WHAT TO WORK ON |
Set down the records below in full, exactly as they read.

------------------------------------------------------------------------

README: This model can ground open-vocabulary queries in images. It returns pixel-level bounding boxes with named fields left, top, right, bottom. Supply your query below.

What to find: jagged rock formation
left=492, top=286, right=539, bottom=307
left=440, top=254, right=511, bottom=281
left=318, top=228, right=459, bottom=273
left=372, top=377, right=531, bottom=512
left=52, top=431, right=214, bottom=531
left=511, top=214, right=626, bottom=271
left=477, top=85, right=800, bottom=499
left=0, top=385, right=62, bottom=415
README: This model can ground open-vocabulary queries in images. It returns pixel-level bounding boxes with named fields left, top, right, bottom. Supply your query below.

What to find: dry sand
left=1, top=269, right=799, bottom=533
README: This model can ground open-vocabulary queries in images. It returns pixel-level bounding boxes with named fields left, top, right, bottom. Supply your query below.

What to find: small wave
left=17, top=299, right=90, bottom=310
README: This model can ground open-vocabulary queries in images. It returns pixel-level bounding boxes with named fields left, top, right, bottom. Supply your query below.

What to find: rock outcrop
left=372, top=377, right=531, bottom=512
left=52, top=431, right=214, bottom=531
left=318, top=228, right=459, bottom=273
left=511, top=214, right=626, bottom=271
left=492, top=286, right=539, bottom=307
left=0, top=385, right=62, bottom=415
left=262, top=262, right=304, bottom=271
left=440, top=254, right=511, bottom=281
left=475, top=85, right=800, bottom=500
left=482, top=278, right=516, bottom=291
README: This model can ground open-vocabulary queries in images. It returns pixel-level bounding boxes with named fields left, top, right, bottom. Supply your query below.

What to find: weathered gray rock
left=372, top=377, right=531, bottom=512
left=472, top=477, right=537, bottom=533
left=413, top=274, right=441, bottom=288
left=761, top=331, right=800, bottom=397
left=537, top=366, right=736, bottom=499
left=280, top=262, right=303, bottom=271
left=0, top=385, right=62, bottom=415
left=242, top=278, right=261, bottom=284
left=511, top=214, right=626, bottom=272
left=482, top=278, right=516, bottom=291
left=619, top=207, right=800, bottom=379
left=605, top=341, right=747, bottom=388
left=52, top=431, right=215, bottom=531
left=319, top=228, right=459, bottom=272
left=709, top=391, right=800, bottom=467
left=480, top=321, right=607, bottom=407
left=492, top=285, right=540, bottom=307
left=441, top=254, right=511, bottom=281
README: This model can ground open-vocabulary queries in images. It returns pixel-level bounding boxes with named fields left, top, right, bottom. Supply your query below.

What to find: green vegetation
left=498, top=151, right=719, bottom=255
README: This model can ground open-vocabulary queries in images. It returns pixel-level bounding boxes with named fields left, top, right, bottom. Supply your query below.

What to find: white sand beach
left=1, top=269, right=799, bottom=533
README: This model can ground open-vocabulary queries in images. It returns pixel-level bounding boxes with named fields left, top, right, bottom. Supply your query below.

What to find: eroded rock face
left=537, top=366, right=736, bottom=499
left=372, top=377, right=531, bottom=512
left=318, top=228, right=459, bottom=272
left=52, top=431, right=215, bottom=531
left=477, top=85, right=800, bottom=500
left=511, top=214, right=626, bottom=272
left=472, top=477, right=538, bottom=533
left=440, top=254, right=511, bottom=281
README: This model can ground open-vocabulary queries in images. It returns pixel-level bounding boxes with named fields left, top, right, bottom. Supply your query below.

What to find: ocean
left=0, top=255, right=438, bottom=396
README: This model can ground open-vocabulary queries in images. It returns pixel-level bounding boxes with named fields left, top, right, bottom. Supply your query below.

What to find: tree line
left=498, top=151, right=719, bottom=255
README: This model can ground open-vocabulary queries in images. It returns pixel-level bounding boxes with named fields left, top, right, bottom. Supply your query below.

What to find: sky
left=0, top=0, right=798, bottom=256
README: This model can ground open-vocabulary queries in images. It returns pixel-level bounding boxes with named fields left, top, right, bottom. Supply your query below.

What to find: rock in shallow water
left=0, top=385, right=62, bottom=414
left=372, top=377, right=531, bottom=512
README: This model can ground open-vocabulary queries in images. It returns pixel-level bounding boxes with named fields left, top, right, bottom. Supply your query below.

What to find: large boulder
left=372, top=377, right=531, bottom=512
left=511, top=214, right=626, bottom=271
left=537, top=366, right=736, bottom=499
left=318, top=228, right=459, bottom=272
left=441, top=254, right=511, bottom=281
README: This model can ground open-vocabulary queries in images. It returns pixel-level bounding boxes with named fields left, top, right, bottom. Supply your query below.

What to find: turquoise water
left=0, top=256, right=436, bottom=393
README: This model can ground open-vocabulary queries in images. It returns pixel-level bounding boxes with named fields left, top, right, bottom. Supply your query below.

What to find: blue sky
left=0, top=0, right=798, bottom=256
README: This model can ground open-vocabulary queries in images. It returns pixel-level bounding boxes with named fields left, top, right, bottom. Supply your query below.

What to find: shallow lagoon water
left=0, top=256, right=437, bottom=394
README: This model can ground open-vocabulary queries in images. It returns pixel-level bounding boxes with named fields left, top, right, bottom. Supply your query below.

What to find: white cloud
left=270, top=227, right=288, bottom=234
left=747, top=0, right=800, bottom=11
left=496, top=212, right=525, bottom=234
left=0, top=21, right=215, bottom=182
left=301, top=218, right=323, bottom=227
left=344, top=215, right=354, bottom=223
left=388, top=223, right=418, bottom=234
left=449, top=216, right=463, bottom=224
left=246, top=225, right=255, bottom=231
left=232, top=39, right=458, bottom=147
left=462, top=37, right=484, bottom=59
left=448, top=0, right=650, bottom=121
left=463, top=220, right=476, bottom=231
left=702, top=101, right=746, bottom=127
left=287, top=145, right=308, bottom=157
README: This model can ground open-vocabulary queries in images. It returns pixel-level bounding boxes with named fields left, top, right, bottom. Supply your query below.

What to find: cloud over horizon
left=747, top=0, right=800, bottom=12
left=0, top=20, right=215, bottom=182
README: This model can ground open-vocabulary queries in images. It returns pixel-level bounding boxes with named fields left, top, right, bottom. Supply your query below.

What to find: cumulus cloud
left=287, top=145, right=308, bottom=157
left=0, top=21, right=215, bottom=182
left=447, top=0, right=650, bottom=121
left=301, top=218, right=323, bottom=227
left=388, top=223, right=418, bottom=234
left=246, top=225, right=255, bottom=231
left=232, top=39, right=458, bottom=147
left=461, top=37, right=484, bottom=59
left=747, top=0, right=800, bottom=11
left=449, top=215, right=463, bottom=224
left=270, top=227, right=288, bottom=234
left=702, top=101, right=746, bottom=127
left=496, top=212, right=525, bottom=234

------------------------------------------------------------------------

REPLY |
README: This model can ground open-vocabulary queries in images. It returns pixel-level bounding boxes with named fields left, top, right, bottom. Supply your query below.

What to find: jagged rock formation
left=492, top=286, right=539, bottom=307
left=440, top=254, right=511, bottom=281
left=318, top=228, right=459, bottom=273
left=372, top=377, right=531, bottom=512
left=52, top=431, right=214, bottom=531
left=511, top=214, right=626, bottom=271
left=477, top=85, right=800, bottom=499
left=0, top=385, right=62, bottom=415
README: This model can ground open-vocabulary queries in images. It returns pixel-level bounding boxes with named fields left, top, right, bottom. Supply your query below.

What to find: dry sand
left=1, top=269, right=799, bottom=533
README: This model can ground open-vocabulary queries in images. It returns pixel-level bounding boxes with named fields left, top, right, bottom. Supply your query below.

What to find: small wave
left=17, top=299, right=90, bottom=310
README: This model can ground open-vocabulary queries in images. It returns pixel-level bounding boxes with named fields left, top, right, bottom. Supply your query below.

What to find: rock outcrop
left=372, top=377, right=531, bottom=512
left=52, top=431, right=214, bottom=531
left=318, top=228, right=459, bottom=273
left=511, top=214, right=626, bottom=271
left=492, top=286, right=539, bottom=307
left=0, top=385, right=62, bottom=415
left=262, top=262, right=304, bottom=271
left=440, top=254, right=511, bottom=281
left=475, top=85, right=800, bottom=500
left=482, top=278, right=516, bottom=291
README: This model can ground open-vocabulary queries in images. It returns pixel-level bounding boxes with named fields left, top, right, bottom. Supply your query below.

What to find: weathered gray rock
left=372, top=377, right=531, bottom=512
left=472, top=477, right=537, bottom=533
left=413, top=274, right=441, bottom=288
left=761, top=331, right=800, bottom=397
left=537, top=366, right=736, bottom=499
left=280, top=262, right=303, bottom=271
left=0, top=385, right=62, bottom=415
left=242, top=278, right=261, bottom=284
left=511, top=214, right=626, bottom=272
left=482, top=278, right=516, bottom=291
left=619, top=207, right=800, bottom=379
left=605, top=341, right=747, bottom=388
left=52, top=431, right=215, bottom=531
left=319, top=228, right=459, bottom=272
left=709, top=391, right=800, bottom=467
left=480, top=321, right=607, bottom=407
left=492, top=285, right=540, bottom=307
left=441, top=254, right=511, bottom=281
README: This model can ground open-vocabulary queries in images. It returns pixel-level bounding boxes with named fields left, top, right, bottom. Supply your query below.

What to find: green vegetation
left=498, top=151, right=719, bottom=255
README: This model can ground open-vocabulary queries in images. It returns pixel-level bounding boxes with named fields left, top, right, bottom. Supply your query below.

What to find: white sand beach
left=1, top=269, right=799, bottom=533
README: This model can ground open-vocabulary queries in images. It returns pixel-level bounding boxes with named fields left, top, right, bottom. Supply your query below.

What to find: eroded rock face
left=537, top=366, right=736, bottom=499
left=372, top=377, right=531, bottom=512
left=318, top=228, right=459, bottom=272
left=52, top=431, right=215, bottom=531
left=477, top=85, right=800, bottom=500
left=511, top=214, right=626, bottom=272
left=472, top=477, right=538, bottom=533
left=440, top=254, right=511, bottom=281
README: This model can ground open-vocabulary queries in images. It returns pixel-level bounding boxes with named fields left, top, right, bottom. Supply your query below.

What to find: ocean
left=0, top=255, right=438, bottom=396
README: This model can ground open-vocabulary queries in images. It returns pixel-level bounding boxes with named fields left, top, right, bottom. Supply your query below.

What to find: tree line
left=498, top=151, right=719, bottom=255
README: This model can ground open-vocabulary queries in images. It returns pixel-level bounding boxes with named fields left, top, right, bottom. Supply your query below.

What to find: sky
left=0, top=0, right=798, bottom=256
README: This model can ground open-vocabulary queries in images. It returns pixel-level bounding boxes with named fields left, top, right, bottom. Supply your query below.

What to find: rock in shallow water
left=0, top=385, right=62, bottom=414
left=372, top=377, right=531, bottom=512
README: This model can ground open-vocabulary queries in images. It returns pixel-level bounding boxes with named fields left, top, right, bottom. Supply your query below.

What to find: large boulder
left=372, top=377, right=531, bottom=512
left=511, top=214, right=626, bottom=271
left=537, top=366, right=736, bottom=499
left=318, top=228, right=459, bottom=272
left=441, top=254, right=511, bottom=281
README: This model can ground open-vocabulary queries in images. It returns pixel-level bounding boxes with named fields left, top, right, bottom. Supply your query below.

What to find: turquoise water
left=0, top=256, right=436, bottom=393
README: This model can ground open-vocabulary queries in images. It returns pixel-level bounding boxes with named fields left, top, right, bottom. Supply your query below.

What to find: blue sky
left=0, top=0, right=798, bottom=256
README: This model can ground open-vocabulary queries in images. It returns pixel-level bounding boxes with named fields left, top, right, bottom. Supply your query below.

What to find: shallow lagoon water
left=0, top=256, right=437, bottom=394
README: This model can ground open-vocabulary queries in images. It returns pixel-level bounding boxes with named fields left, top, right, bottom. Supply your query below.

What to find: white cloud
left=270, top=227, right=288, bottom=234
left=747, top=0, right=800, bottom=11
left=496, top=212, right=525, bottom=234
left=0, top=21, right=215, bottom=182
left=301, top=218, right=323, bottom=227
left=344, top=215, right=354, bottom=223
left=388, top=223, right=418, bottom=234
left=449, top=216, right=463, bottom=224
left=246, top=225, right=255, bottom=231
left=232, top=39, right=458, bottom=147
left=462, top=37, right=484, bottom=59
left=448, top=0, right=650, bottom=121
left=463, top=220, right=476, bottom=231
left=702, top=101, right=746, bottom=127
left=287, top=145, right=308, bottom=157
README: This model can ground open-vocabulary queries in images. It returns pixel-level bounding boxes with named fields left, top, right, bottom. Supply your query below.

What to find: cloud over horizon
left=747, top=0, right=800, bottom=12
left=0, top=20, right=215, bottom=182
README: This model can ground open-vocabulary queries in images. It returns pixel-level bounding boxes with named fields left, top, right, bottom. Supply your query below.

What to find: cumulus cloud
left=287, top=145, right=308, bottom=157
left=0, top=21, right=215, bottom=182
left=447, top=0, right=650, bottom=121
left=301, top=218, right=323, bottom=227
left=388, top=223, right=418, bottom=234
left=246, top=225, right=255, bottom=231
left=232, top=39, right=458, bottom=147
left=461, top=37, right=484, bottom=59
left=747, top=0, right=800, bottom=11
left=449, top=215, right=463, bottom=224
left=270, top=227, right=288, bottom=234
left=702, top=101, right=746, bottom=127
left=496, top=212, right=525, bottom=234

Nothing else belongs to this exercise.